++++ RECORDS FOR THE EXERCISE

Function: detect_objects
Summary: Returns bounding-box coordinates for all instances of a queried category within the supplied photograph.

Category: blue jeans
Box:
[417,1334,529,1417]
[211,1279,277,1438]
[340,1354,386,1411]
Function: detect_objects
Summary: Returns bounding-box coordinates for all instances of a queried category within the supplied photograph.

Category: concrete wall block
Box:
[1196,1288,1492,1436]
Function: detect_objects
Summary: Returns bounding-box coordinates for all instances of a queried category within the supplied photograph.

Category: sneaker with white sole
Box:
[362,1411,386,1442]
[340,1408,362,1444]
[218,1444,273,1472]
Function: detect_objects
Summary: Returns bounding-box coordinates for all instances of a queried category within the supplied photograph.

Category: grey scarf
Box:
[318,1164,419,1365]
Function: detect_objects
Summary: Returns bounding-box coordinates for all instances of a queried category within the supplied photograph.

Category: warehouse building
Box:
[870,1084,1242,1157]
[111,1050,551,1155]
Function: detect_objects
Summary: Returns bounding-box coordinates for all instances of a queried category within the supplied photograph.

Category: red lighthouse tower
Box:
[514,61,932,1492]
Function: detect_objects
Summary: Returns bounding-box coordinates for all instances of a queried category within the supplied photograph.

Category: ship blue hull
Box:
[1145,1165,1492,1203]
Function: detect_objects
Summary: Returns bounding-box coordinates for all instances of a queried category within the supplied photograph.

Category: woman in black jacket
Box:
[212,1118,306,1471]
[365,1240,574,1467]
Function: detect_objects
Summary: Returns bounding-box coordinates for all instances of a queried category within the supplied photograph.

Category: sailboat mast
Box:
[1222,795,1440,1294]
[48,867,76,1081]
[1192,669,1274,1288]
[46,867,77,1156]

++++++++

Copy down every record, keeping each one exact.

Function: detect_objects
Summary: Returns bounding-box coordinates for all instances of a queried category within the supplied photograph.

Category: blue jeans
Box:
[417,1334,529,1417]
[211,1279,277,1438]
[340,1354,386,1411]
Function: detect_objects
Summary: Returns bounding-box coordinates for all instances of a queried category within the supplied photograph.

Category: concrete wall block
Box:
[1196,1288,1492,1436]
Function: detect_objects
Summary: Returns bounding-box coordinates for all instances of a queried category within the supplied photograph.

Category: sneaker with white sole
Box:
[362,1411,386,1442]
[340,1408,362,1444]
[218,1444,273,1472]
Function: detect_objects
Summary: Returns bounding-box coordinates for all instances of a queried category within the supplied photograph.

Category: grey scarf
Box:
[318,1164,419,1365]
Function: detect_objects
Summary: Returns bounding-box coordinates for all instances of a queried category within the supplied photograph.

Category: warehouse building
Box:
[870,1084,1242,1157]
[111,1050,551,1155]
Function: detect_objects
Summary: Returns bounding-box coordinates for all instances of a queried category within the supplied photograph.

Category: red lighthouse tower
Box:
[514,61,932,1492]
Function: detect_objects
Summary: Returns bounding-box coordinates for all instances of a queried category within the supplied photograph.

Category: ship blue hull
Box:
[1145,1165,1492,1203]
Function: detect_objects
Summary: Returns bounding-box coordinates for all instances of a queried category within the supplied photograph.

Category: woman in black jacket
Box:
[212,1118,306,1471]
[365,1240,574,1467]
Function: detect_objects
Summary: Returns bounding-box coordinates for all instances of a queried category within the supplied photograph.

Category: sailboat mast
Box:
[1222,795,1440,1294]
[48,867,76,1081]
[1192,669,1274,1288]
[46,867,77,1156]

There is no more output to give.